**SOURCE INFORMATION**
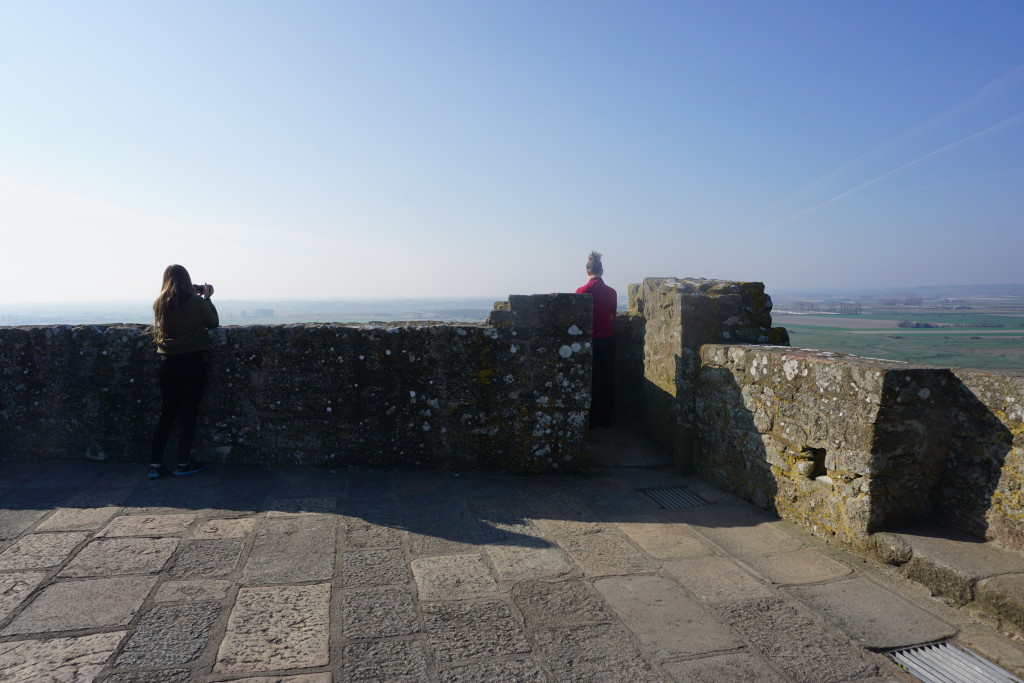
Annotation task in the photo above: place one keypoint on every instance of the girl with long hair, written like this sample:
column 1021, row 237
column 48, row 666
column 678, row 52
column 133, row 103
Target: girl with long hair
column 182, row 313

**WHAT YOU NEED TO DO**
Beginning at the line that contains "column 1021, row 237", reproduce every line down to the last line of the entries above, exactly and only those.

**RESPONSE FOR THIS EXERCISE**
column 1021, row 237
column 48, row 666
column 678, row 52
column 133, row 103
Target: girl with long hair
column 182, row 313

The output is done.